- **Input data**:
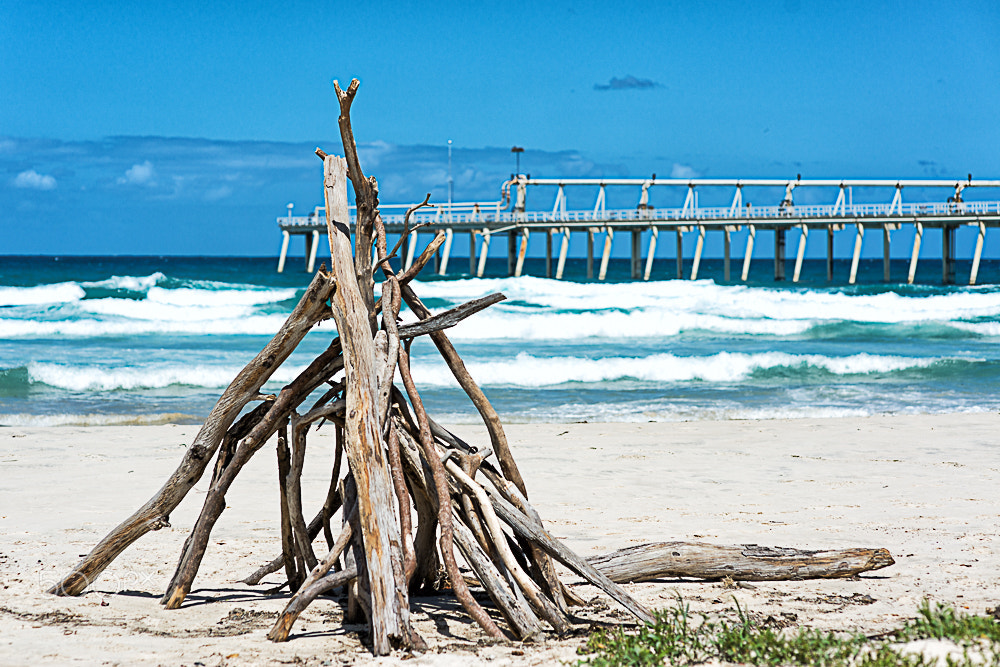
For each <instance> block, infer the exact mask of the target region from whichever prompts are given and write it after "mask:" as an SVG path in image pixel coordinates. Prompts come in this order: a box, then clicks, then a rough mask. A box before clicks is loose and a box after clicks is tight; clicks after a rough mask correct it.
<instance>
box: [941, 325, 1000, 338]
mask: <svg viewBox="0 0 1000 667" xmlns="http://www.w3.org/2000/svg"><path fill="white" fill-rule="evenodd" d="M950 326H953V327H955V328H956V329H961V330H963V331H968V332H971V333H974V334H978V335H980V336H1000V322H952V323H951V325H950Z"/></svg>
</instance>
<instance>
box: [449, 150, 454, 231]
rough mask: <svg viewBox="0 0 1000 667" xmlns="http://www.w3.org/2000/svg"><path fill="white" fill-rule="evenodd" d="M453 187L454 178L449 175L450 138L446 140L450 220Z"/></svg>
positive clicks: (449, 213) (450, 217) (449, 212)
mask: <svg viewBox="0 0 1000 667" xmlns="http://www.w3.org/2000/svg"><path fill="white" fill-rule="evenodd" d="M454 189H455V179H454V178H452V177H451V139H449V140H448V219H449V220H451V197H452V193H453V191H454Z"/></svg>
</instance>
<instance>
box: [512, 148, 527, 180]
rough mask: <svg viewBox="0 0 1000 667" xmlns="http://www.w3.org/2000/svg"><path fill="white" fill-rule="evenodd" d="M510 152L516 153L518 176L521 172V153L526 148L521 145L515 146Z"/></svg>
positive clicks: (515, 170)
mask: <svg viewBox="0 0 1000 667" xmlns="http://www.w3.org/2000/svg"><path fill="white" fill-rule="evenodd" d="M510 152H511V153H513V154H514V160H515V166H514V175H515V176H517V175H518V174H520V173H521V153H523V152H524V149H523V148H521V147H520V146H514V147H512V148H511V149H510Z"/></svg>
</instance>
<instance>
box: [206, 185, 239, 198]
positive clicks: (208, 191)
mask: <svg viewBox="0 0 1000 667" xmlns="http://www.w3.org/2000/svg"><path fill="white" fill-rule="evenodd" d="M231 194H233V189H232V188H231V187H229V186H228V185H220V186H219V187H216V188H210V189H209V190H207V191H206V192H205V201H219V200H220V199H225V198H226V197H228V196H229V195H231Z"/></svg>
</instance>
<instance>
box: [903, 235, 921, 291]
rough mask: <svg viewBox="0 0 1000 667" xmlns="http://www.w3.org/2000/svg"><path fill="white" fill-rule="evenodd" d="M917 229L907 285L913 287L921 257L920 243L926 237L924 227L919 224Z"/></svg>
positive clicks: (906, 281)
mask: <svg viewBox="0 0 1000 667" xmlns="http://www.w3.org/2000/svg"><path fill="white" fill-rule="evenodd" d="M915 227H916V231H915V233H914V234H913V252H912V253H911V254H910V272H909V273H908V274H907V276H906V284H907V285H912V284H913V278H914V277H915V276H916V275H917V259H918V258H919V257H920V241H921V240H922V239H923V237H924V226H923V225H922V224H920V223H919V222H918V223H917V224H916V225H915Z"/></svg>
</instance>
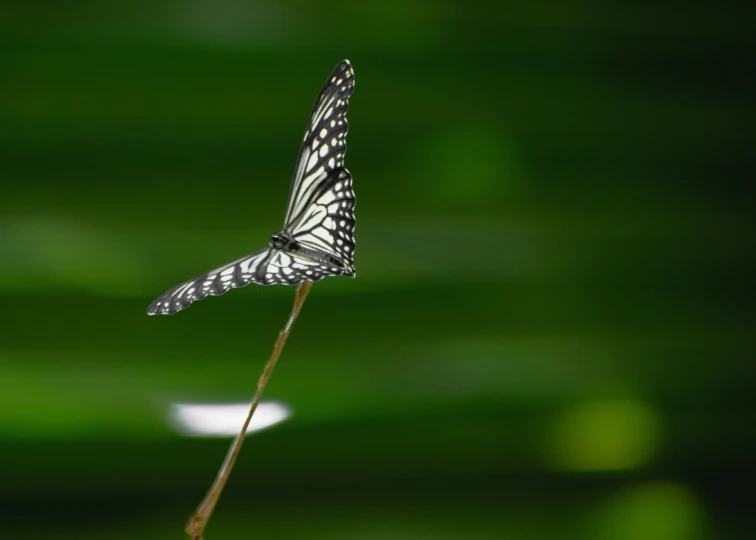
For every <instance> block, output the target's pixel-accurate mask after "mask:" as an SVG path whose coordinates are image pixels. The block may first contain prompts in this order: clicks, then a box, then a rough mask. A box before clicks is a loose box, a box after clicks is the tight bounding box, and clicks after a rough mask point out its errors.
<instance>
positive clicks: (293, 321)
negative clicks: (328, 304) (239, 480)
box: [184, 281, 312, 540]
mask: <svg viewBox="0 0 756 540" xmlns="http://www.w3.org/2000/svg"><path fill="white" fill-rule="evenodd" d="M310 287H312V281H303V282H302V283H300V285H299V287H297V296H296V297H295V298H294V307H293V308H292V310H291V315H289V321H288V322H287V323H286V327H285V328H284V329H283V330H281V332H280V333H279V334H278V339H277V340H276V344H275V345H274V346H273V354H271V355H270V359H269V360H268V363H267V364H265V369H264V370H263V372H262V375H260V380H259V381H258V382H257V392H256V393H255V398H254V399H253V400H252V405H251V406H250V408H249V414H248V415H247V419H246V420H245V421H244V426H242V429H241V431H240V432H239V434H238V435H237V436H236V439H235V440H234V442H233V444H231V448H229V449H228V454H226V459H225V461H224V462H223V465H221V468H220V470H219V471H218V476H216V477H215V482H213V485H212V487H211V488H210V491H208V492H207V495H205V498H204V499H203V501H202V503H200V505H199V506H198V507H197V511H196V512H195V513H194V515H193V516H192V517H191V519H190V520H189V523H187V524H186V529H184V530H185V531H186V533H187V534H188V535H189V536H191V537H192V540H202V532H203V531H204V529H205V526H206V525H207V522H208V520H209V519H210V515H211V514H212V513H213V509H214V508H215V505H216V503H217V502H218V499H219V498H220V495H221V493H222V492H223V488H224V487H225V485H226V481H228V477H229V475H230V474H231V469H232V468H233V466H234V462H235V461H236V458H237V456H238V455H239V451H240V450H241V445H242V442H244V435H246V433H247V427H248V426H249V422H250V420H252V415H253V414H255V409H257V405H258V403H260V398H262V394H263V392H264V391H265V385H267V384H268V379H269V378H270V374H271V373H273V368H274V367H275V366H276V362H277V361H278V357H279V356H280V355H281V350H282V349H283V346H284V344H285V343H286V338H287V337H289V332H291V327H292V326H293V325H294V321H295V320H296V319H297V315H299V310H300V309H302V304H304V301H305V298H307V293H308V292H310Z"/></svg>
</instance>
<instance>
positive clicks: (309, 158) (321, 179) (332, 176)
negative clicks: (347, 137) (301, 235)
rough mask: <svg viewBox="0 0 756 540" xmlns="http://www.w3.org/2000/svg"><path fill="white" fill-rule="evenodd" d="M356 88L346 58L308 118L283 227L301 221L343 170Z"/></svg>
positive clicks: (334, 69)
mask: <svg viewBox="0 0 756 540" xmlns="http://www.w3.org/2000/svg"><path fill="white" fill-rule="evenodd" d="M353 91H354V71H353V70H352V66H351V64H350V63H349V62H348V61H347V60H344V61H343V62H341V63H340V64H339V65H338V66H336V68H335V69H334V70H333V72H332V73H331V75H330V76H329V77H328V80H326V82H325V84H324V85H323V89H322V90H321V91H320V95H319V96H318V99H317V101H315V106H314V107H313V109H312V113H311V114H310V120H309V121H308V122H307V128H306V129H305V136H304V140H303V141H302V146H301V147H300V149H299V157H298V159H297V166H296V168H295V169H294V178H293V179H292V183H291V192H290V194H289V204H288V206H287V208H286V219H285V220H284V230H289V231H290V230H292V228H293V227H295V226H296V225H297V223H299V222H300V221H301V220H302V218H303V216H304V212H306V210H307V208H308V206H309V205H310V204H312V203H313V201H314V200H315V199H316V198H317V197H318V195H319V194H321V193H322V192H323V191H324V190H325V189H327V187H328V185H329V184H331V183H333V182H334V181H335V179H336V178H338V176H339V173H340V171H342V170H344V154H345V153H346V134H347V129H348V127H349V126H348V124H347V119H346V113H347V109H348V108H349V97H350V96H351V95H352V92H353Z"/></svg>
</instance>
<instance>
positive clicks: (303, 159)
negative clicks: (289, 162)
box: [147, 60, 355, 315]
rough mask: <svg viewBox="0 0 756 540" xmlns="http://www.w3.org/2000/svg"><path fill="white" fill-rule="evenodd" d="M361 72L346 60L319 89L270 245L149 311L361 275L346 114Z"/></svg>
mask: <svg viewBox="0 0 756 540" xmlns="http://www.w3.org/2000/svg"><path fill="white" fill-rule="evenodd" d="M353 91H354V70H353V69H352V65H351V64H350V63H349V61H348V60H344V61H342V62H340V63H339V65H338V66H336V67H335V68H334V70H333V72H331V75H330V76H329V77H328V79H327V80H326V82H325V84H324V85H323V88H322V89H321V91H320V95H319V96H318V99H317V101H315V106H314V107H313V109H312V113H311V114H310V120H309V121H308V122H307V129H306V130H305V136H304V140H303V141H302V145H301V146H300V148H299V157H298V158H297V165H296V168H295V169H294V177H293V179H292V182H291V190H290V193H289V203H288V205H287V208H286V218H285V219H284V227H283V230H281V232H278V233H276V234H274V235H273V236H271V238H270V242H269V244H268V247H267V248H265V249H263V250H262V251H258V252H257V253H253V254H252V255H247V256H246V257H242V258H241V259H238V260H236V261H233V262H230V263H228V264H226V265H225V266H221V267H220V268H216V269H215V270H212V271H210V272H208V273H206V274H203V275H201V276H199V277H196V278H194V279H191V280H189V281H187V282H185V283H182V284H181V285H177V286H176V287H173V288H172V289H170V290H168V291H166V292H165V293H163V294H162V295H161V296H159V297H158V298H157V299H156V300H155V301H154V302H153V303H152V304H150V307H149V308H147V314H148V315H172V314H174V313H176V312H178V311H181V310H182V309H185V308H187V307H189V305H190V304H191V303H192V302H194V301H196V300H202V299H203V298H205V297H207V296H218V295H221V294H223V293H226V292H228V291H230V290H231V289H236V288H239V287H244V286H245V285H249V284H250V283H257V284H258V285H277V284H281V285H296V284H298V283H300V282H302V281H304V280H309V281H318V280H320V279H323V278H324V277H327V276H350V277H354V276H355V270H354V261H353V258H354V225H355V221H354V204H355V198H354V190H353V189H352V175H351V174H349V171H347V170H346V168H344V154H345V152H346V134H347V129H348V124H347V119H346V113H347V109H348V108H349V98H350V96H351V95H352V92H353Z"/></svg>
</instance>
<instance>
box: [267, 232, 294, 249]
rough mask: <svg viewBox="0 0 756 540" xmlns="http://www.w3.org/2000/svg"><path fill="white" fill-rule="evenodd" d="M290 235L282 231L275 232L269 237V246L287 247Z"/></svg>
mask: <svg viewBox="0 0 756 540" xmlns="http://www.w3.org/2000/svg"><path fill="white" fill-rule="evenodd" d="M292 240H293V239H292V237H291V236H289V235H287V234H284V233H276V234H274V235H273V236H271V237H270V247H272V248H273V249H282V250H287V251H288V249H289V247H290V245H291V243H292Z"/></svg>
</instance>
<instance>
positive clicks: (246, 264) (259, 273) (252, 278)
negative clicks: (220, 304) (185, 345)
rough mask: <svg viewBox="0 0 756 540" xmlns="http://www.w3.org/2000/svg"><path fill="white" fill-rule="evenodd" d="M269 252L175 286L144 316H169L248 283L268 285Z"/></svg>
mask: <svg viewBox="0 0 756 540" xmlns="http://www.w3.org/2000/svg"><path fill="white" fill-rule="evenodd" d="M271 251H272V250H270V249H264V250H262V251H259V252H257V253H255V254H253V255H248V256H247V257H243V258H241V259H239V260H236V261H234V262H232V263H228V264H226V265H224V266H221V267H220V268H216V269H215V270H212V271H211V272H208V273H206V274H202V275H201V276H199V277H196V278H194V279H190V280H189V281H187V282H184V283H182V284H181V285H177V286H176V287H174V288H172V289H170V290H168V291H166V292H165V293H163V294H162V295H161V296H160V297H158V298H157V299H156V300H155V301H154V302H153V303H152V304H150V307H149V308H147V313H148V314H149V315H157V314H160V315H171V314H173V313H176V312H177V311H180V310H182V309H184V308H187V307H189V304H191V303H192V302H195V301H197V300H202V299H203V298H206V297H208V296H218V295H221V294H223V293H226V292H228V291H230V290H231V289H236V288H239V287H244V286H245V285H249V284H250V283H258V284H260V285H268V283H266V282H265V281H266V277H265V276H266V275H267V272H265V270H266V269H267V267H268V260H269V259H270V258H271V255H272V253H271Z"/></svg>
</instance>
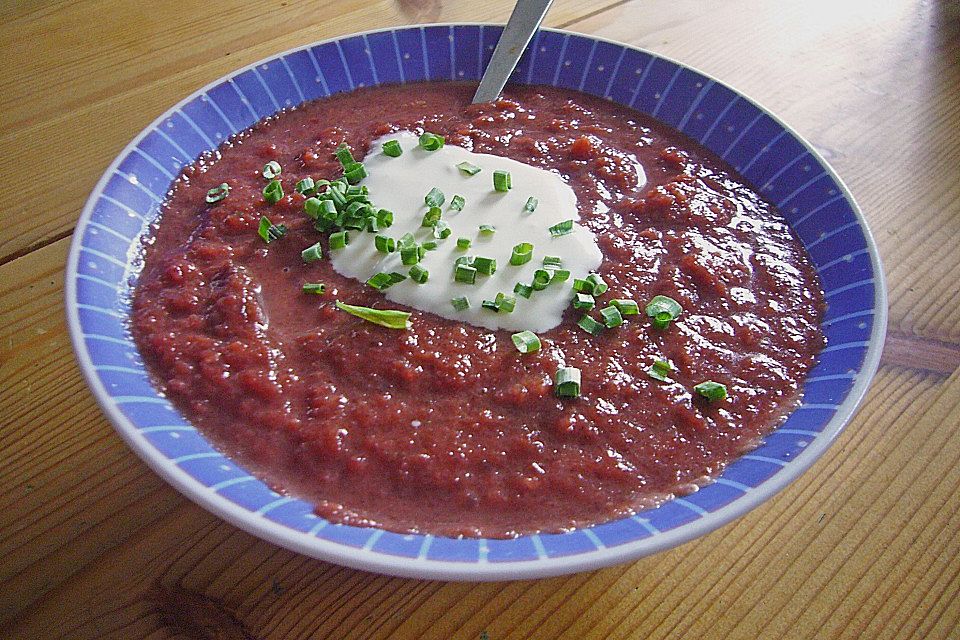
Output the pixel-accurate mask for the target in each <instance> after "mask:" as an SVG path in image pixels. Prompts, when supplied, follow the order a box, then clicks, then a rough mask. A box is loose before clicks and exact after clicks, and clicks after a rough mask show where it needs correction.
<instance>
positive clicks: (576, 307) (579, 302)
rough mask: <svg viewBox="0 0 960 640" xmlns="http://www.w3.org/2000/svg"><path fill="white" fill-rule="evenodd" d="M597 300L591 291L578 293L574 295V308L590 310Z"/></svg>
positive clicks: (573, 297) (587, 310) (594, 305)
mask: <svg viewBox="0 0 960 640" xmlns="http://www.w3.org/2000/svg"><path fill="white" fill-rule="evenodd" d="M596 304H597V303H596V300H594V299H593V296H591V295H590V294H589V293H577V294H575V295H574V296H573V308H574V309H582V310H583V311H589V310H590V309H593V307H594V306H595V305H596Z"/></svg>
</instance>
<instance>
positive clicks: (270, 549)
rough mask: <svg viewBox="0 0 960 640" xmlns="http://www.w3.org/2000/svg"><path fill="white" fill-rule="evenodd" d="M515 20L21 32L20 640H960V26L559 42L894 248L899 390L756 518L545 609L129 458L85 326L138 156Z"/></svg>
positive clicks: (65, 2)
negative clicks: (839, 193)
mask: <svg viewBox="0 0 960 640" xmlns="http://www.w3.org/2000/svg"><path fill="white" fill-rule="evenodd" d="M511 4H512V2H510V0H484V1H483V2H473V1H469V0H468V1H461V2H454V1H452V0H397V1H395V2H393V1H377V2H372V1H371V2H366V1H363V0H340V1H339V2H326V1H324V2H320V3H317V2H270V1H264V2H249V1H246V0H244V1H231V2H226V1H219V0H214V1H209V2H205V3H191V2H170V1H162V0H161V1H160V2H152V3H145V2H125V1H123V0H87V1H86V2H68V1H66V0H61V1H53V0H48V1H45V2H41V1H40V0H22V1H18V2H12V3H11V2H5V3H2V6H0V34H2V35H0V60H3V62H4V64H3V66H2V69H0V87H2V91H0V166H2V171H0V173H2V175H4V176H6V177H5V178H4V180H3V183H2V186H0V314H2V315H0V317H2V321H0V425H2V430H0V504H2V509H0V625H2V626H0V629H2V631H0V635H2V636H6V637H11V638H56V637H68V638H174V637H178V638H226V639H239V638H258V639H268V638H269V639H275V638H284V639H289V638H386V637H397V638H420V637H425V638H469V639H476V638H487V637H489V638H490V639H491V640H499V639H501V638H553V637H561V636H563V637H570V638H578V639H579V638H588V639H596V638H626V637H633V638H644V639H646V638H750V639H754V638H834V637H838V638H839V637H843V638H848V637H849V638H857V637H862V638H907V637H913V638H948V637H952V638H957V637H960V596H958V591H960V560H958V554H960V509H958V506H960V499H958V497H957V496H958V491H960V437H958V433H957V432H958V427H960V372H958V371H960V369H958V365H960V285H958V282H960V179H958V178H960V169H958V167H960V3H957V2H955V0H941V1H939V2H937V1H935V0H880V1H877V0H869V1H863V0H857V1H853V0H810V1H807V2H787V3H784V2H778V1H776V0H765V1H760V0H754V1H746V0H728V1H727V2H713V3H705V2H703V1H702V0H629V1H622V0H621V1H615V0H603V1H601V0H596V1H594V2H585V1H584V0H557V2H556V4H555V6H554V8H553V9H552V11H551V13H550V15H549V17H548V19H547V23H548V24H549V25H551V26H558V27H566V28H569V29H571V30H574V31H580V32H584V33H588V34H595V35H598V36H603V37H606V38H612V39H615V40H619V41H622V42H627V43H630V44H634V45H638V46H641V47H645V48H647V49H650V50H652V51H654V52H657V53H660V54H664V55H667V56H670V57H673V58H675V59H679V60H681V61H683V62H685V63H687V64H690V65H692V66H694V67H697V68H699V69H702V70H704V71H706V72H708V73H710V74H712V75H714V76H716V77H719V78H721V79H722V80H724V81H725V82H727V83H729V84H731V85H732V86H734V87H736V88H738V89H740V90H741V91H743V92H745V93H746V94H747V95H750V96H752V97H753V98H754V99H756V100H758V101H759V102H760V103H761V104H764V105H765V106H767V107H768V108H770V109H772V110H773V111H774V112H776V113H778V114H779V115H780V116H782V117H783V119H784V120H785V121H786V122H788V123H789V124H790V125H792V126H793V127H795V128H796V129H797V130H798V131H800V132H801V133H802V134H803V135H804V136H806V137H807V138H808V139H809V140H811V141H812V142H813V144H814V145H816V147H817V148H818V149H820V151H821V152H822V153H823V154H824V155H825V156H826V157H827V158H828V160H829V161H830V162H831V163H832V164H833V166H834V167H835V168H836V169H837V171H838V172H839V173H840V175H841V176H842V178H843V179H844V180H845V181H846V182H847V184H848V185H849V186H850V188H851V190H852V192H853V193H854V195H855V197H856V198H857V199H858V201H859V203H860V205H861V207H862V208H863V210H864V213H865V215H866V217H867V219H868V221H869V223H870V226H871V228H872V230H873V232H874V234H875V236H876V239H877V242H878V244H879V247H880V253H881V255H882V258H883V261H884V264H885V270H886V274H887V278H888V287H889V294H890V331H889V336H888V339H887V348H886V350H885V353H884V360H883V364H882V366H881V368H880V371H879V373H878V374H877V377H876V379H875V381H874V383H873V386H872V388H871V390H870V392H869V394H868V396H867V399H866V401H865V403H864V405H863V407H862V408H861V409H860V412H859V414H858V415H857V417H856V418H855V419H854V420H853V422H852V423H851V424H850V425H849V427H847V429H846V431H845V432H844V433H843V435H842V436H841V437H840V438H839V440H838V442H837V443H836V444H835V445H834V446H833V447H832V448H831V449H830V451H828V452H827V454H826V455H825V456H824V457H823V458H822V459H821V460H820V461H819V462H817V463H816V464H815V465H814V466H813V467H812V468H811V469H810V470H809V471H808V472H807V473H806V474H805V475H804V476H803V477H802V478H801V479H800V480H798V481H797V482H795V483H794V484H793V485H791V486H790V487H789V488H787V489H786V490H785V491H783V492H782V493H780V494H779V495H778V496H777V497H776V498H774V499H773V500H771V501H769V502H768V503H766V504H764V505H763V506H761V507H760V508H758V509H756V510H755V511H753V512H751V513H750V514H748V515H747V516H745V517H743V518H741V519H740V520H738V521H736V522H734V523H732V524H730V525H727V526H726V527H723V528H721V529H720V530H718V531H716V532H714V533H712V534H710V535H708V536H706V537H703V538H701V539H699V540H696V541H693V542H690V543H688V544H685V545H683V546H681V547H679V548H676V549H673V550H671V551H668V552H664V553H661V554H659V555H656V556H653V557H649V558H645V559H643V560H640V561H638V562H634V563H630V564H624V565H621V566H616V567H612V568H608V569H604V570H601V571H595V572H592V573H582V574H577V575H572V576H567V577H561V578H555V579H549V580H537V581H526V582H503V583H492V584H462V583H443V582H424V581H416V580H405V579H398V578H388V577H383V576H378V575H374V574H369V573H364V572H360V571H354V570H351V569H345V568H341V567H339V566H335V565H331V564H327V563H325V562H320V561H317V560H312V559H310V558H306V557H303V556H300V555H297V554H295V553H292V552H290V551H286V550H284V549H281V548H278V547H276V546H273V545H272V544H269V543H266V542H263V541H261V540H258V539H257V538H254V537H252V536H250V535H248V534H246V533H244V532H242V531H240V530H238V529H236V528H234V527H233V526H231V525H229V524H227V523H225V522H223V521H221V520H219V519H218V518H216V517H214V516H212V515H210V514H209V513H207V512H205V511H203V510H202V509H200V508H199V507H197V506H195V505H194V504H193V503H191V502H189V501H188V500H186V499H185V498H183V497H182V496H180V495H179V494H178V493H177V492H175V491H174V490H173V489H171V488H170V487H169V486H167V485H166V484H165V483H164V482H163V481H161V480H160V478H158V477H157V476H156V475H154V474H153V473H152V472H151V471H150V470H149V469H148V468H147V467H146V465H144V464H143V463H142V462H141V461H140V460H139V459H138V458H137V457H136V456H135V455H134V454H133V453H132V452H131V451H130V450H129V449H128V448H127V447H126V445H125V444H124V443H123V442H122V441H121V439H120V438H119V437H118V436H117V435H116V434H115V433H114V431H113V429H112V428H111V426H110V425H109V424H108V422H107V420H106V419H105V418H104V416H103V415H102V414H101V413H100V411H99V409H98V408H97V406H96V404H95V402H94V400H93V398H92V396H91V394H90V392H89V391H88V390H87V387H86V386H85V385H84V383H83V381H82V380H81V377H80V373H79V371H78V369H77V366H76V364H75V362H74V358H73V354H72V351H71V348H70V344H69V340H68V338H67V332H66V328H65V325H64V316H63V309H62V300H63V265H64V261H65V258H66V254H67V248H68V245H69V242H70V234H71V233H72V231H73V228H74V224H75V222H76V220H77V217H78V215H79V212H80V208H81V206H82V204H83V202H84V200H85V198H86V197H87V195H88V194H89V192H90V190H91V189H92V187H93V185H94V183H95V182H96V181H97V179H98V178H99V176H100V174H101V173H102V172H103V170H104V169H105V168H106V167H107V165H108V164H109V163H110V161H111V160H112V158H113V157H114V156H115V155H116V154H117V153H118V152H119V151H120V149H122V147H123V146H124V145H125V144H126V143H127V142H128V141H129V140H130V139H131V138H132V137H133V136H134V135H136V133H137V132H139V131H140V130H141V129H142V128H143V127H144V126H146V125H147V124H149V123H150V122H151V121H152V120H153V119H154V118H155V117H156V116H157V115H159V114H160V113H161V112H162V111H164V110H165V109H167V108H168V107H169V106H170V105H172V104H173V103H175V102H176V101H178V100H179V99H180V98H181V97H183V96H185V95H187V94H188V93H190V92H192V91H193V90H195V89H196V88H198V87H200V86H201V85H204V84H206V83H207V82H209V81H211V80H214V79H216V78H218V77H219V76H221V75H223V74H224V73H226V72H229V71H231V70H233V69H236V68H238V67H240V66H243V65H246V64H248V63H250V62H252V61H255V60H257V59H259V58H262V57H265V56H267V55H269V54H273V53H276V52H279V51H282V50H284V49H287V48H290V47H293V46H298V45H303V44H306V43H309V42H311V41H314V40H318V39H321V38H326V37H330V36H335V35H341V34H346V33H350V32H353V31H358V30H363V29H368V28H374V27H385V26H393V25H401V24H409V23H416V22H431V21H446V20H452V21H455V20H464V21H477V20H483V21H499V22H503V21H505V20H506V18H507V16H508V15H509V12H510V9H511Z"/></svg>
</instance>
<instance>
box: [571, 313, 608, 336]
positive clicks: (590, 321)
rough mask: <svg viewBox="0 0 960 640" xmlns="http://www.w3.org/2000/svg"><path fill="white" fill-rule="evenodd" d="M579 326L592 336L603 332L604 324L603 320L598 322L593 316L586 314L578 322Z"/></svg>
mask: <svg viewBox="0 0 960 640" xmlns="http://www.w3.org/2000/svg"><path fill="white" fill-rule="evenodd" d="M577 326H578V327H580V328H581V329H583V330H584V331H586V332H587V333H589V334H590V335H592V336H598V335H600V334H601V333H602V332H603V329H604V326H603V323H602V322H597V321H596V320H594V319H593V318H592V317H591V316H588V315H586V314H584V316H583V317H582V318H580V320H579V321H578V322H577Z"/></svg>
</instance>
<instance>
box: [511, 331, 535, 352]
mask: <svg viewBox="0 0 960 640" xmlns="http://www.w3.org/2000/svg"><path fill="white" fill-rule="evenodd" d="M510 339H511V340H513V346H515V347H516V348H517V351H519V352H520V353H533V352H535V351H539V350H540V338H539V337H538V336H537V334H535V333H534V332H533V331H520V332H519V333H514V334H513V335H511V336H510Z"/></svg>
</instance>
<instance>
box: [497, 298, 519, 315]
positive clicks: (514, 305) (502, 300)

- **How to complete this task**:
The answer must be the part of the records that opens with the line containing "252L175 286L144 316H169L248" and closes with the line containing "Output the pixel-accurate", reproduced exactly, with no pictures.

- **Finished task**:
rough mask: <svg viewBox="0 0 756 540" xmlns="http://www.w3.org/2000/svg"><path fill="white" fill-rule="evenodd" d="M269 252L175 286L144 316H169L248 283L268 285Z"/></svg>
mask: <svg viewBox="0 0 756 540" xmlns="http://www.w3.org/2000/svg"><path fill="white" fill-rule="evenodd" d="M271 251H272V250H270V249H264V250H262V251H259V252H257V253H255V254H253V255H248V256H247V257H243V258H241V259H239V260H236V261H234V262H232V263H228V264H226V265H224V266H221V267H220V268H216V269H215V270H212V271H211V272H208V273H206V274H202V275H201V276H199V277H196V278H194V279H190V280H189V281H187V282H184V283H182V284H181V285H177V286H176V287H174V288H172V289H170V290H168V291H166V292H165V293H163V294H162V295H161V296H160V297H158V298H157V299H156V300H155V301H154V302H153V303H152V304H150V307H149V308H147V313H148V314H149V315H157V314H160V315H171V314H173V313H176V312H177V311H180V310H182V309H184V308H187V307H189V304H191V303H192V302H195V301H197V300H202V299H203V298H206V297H208V296H218V295H221V294H223V293H226V292H228V291H230V290H231V289H236V288H239V287H244V286H245V285H249V284H250V283H258V284H260V285H268V283H266V282H265V281H266V277H265V276H266V275H267V272H265V270H266V269H267V267H268V260H269V259H270V258H271V255H272V253H271Z"/></svg>
</instance>
Output the pixel-accurate mask for the target in each <instance> after "mask:" as an SVG path in image pixels. Prompts, when supplied, follow the order a box, then clicks, then a rough mask. A box is loose before clicks and exact after clicks, and clicks after a rough mask show where it needs correction.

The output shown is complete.